▽

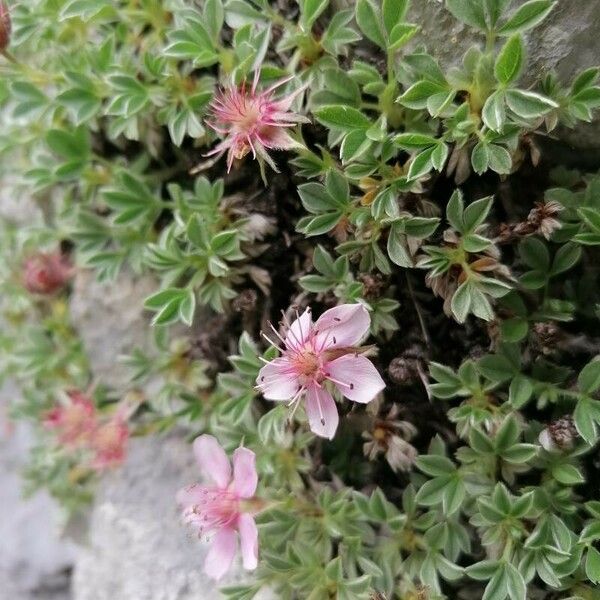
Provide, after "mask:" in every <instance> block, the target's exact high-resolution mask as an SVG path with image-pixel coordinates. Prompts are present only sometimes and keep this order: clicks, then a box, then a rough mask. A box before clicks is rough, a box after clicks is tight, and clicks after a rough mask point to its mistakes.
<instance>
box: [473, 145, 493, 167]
mask: <svg viewBox="0 0 600 600" xmlns="http://www.w3.org/2000/svg"><path fill="white" fill-rule="evenodd" d="M489 164H490V150H489V144H486V143H485V142H477V144H475V147H474V148H473V152H472V153H471V166H472V167H473V170H474V171H475V173H477V174H478V175H481V174H482V173H485V172H486V171H487V170H488V167H489Z"/></svg>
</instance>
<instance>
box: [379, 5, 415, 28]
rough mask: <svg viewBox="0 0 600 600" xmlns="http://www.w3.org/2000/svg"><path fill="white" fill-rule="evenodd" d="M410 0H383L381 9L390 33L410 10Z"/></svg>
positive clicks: (402, 19)
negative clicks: (408, 7) (382, 2)
mask: <svg viewBox="0 0 600 600" xmlns="http://www.w3.org/2000/svg"><path fill="white" fill-rule="evenodd" d="M408 4H409V0H383V6H382V9H381V12H382V16H383V25H384V27H385V30H386V31H387V32H388V34H390V33H391V32H392V30H393V29H394V27H395V26H397V25H399V24H401V23H402V20H403V19H404V17H405V16H406V12H407V11H408Z"/></svg>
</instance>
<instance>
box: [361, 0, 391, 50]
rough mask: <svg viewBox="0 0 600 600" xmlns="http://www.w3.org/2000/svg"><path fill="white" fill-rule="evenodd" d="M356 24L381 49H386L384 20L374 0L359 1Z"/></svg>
mask: <svg viewBox="0 0 600 600" xmlns="http://www.w3.org/2000/svg"><path fill="white" fill-rule="evenodd" d="M356 22H357V23H358V26H359V27H360V30H361V31H362V32H363V33H364V34H365V35H366V36H367V37H368V38H369V39H370V40H371V41H372V42H373V43H375V44H377V45H378V46H379V47H380V48H382V49H384V50H385V48H386V41H385V31H384V28H383V19H382V16H381V12H380V10H379V8H378V6H377V5H376V4H375V2H373V1H372V0H357V2H356Z"/></svg>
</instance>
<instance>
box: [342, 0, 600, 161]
mask: <svg viewBox="0 0 600 600" xmlns="http://www.w3.org/2000/svg"><path fill="white" fill-rule="evenodd" d="M526 1H527V0H513V2H512V5H511V6H512V9H511V11H509V13H508V14H511V12H512V11H514V10H516V9H517V8H518V7H519V6H520V5H521V4H525V2H526ZM354 4H355V0H333V5H334V6H335V7H336V8H338V9H339V8H348V7H353V6H354ZM410 7H411V8H410V11H409V13H408V17H407V20H408V21H410V22H411V23H416V24H418V25H419V26H420V27H421V30H420V32H419V33H418V34H417V35H416V36H415V38H414V39H413V41H412V42H411V44H410V45H409V46H408V49H413V48H415V47H416V46H418V45H421V44H424V45H425V46H426V47H427V50H428V52H429V53H430V54H431V55H432V56H434V57H436V58H437V59H438V60H439V61H440V64H441V65H442V66H444V67H447V66H455V65H459V64H460V62H461V60H462V57H463V56H464V53H465V51H466V50H467V49H468V48H469V47H470V46H472V45H473V44H483V43H484V36H482V35H479V34H477V33H476V32H474V30H473V29H472V28H471V27H469V26H467V25H464V24H463V23H461V22H460V21H458V20H457V19H456V18H455V17H454V16H453V15H452V14H451V13H450V12H449V11H448V10H447V9H446V8H445V6H444V2H443V0H411V3H410ZM599 31H600V0H559V2H557V3H556V6H555V7H554V9H553V10H552V12H551V13H550V14H549V15H548V16H547V17H546V19H545V20H544V21H543V22H542V23H541V24H540V25H538V26H537V27H535V28H534V29H532V30H530V31H528V32H526V33H525V36H526V39H527V50H528V62H527V69H526V71H525V73H524V75H523V80H522V81H523V84H524V85H526V86H527V85H528V83H529V82H533V81H535V80H539V79H540V78H541V77H543V76H544V74H545V73H547V72H548V71H549V70H552V69H554V70H555V71H556V72H557V73H558V75H559V77H560V79H561V81H563V82H564V83H567V84H568V83H570V82H571V81H572V79H573V77H574V76H575V75H576V74H577V73H578V72H579V71H581V70H583V69H587V68H588V67H593V66H597V65H599V64H600V35H598V32H599ZM558 135H559V137H560V138H561V139H562V140H563V141H565V142H567V143H568V144H569V145H571V146H572V147H573V148H575V149H593V150H595V151H596V153H597V152H598V151H599V150H600V121H598V120H596V122H595V123H593V124H587V123H582V124H579V125H578V126H577V127H576V128H575V129H574V130H569V129H563V130H561V131H559V132H558Z"/></svg>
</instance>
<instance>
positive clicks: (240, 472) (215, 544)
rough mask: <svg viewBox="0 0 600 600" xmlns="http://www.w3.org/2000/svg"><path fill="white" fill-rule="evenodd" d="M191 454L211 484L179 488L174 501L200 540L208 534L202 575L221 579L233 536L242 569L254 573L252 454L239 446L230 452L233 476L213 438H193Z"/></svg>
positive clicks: (211, 437) (229, 550)
mask: <svg viewBox="0 0 600 600" xmlns="http://www.w3.org/2000/svg"><path fill="white" fill-rule="evenodd" d="M194 454H195V455H196V460H197V462H198V465H199V466H200V470H201V472H202V474H203V475H204V476H205V478H207V479H208V480H209V482H210V483H208V484H206V485H200V484H194V485H191V486H188V487H186V488H184V489H182V490H180V491H179V493H178V494H177V502H178V503H179V504H180V505H181V507H182V508H183V518H184V520H185V522H186V523H188V524H189V525H191V526H192V527H193V528H194V529H195V530H196V531H197V532H198V535H199V536H204V535H209V534H213V538H212V544H211V547H210V550H209V551H208V554H207V556H206V559H205V561H204V571H205V572H206V574H207V575H208V576H209V577H212V578H213V579H220V578H221V577H223V575H225V573H226V572H227V571H228V569H229V567H230V566H231V563H232V562H233V558H234V556H235V554H236V551H237V545H238V537H239V542H240V547H241V552H242V561H243V564H244V568H245V569H248V570H253V569H255V568H256V566H257V563H258V530H257V528H256V523H255V522H254V517H253V516H252V513H251V512H249V508H250V505H251V502H250V499H251V498H253V496H254V493H255V492H256V486H257V483H258V475H257V473H256V467H255V460H256V456H255V454H254V452H252V451H251V450H248V449H247V448H243V447H240V448H238V449H237V450H235V452H234V453H233V476H232V472H231V471H232V469H231V465H230V463H229V458H228V457H227V454H225V451H224V450H223V448H222V447H221V446H220V445H219V442H218V441H217V440H216V438H214V437H213V436H212V435H201V436H200V437H198V438H196V439H195V440H194Z"/></svg>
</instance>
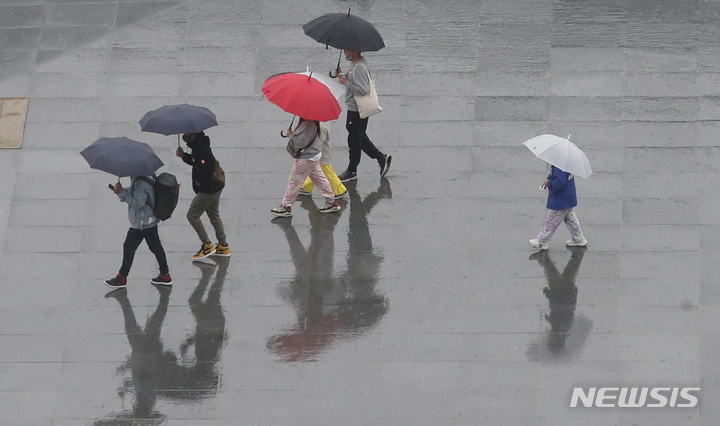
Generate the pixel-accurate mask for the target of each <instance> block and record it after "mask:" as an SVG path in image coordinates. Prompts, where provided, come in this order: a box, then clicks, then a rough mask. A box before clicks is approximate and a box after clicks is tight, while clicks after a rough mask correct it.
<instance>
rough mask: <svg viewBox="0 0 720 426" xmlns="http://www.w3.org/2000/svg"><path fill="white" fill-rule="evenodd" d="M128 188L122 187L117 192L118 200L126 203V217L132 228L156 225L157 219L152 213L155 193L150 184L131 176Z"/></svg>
mask: <svg viewBox="0 0 720 426" xmlns="http://www.w3.org/2000/svg"><path fill="white" fill-rule="evenodd" d="M131 182H132V183H131V184H130V188H123V189H122V191H120V193H119V194H118V198H119V199H120V201H122V202H124V203H127V204H128V219H129V220H130V227H131V228H133V229H146V228H151V227H153V226H157V224H158V220H157V219H156V218H155V215H154V214H153V209H152V206H153V205H155V193H154V191H153V187H152V185H150V184H149V183H148V182H146V181H144V180H142V179H139V178H138V177H137V176H133V177H132V179H131Z"/></svg>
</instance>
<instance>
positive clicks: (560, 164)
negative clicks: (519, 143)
mask: <svg viewBox="0 0 720 426" xmlns="http://www.w3.org/2000/svg"><path fill="white" fill-rule="evenodd" d="M568 138H569V136H568ZM524 145H525V146H526V147H528V148H530V151H532V152H533V154H535V156H536V157H538V158H539V159H541V160H544V161H546V162H548V163H550V164H552V165H553V166H555V167H557V168H558V169H561V170H563V171H566V172H568V173H572V174H574V175H578V176H580V177H584V178H587V177H588V176H590V175H591V174H592V168H591V167H590V161H588V159H587V156H585V153H584V152H582V150H580V148H578V147H577V146H575V144H574V143H572V142H570V141H569V140H568V139H563V138H561V137H559V136H555V135H540V136H535V137H534V138H532V139H528V140H527V141H526V142H525V143H524Z"/></svg>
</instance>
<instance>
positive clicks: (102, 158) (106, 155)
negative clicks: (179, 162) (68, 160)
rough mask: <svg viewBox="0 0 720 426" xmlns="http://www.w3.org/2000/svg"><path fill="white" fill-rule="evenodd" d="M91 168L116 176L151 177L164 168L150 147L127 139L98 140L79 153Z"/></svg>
mask: <svg viewBox="0 0 720 426" xmlns="http://www.w3.org/2000/svg"><path fill="white" fill-rule="evenodd" d="M80 155H82V156H83V157H84V158H85V161H87V162H88V164H89V165H90V167H91V168H93V169H97V170H102V171H103V172H108V173H110V174H113V175H115V176H117V177H118V178H121V177H127V176H151V175H152V174H153V173H155V171H156V170H157V169H159V168H160V167H162V166H164V164H163V162H162V160H160V158H159V157H158V156H157V155H155V152H154V151H153V150H152V148H150V145H148V144H146V143H142V142H137V141H134V140H132V139H128V138H124V137H122V138H100V139H98V140H96V141H95V142H93V143H92V144H91V145H90V146H89V147H87V148H85V149H83V150H82V151H81V152H80Z"/></svg>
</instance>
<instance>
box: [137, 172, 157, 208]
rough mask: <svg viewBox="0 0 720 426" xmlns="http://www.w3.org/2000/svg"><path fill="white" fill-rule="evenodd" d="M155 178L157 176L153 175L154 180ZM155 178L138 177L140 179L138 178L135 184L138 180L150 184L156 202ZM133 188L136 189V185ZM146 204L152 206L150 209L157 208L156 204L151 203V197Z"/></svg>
mask: <svg viewBox="0 0 720 426" xmlns="http://www.w3.org/2000/svg"><path fill="white" fill-rule="evenodd" d="M154 177H155V176H154V175H153V178H154ZM153 178H149V177H147V176H138V178H137V180H136V181H135V183H137V181H138V180H141V181H144V182H147V183H148V184H150V189H152V190H153V200H154V199H155V180H154V179H153ZM133 188H135V185H134V184H133ZM145 204H147V205H148V206H150V207H152V208H155V205H154V203H151V202H150V197H148V198H147V199H146V200H145Z"/></svg>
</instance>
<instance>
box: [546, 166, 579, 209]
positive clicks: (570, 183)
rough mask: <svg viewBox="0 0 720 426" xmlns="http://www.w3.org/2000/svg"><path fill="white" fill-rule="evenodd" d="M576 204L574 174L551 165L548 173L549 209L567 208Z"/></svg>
mask: <svg viewBox="0 0 720 426" xmlns="http://www.w3.org/2000/svg"><path fill="white" fill-rule="evenodd" d="M575 206H577V193H576V192H575V176H573V175H572V173H568V172H564V171H562V170H560V169H558V168H557V167H555V166H552V169H551V170H550V175H548V204H547V208H548V209H550V210H567V209H571V208H573V207H575Z"/></svg>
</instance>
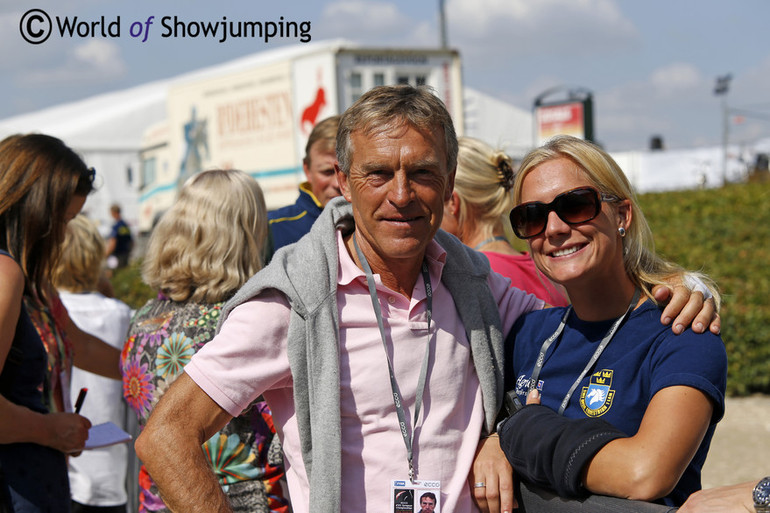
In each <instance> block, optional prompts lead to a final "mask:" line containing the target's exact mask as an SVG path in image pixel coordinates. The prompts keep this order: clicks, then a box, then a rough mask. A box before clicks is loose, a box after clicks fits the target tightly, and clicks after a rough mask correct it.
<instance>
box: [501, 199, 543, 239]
mask: <svg viewBox="0 0 770 513" xmlns="http://www.w3.org/2000/svg"><path fill="white" fill-rule="evenodd" d="M510 218H511V227H512V228H513V232H514V233H515V234H516V236H517V237H519V238H520V239H528V238H530V237H534V236H535V235H537V234H538V233H540V232H542V231H543V229H545V223H546V221H547V219H548V208H547V207H546V206H545V205H543V204H542V203H529V204H527V205H519V206H518V207H516V208H514V209H513V210H511V215H510Z"/></svg>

△

■ **Work request**
Show each line of the records above that contains the string "positive", with case taken into account.

■ **Answer below**
positive clicks: (402, 19)
positive clicks: (240, 472) (215, 544)
positive clicks: (211, 437) (229, 550)
positive clicks: (560, 164)
positive clicks: (102, 158) (106, 155)
positive clicks: (570, 183)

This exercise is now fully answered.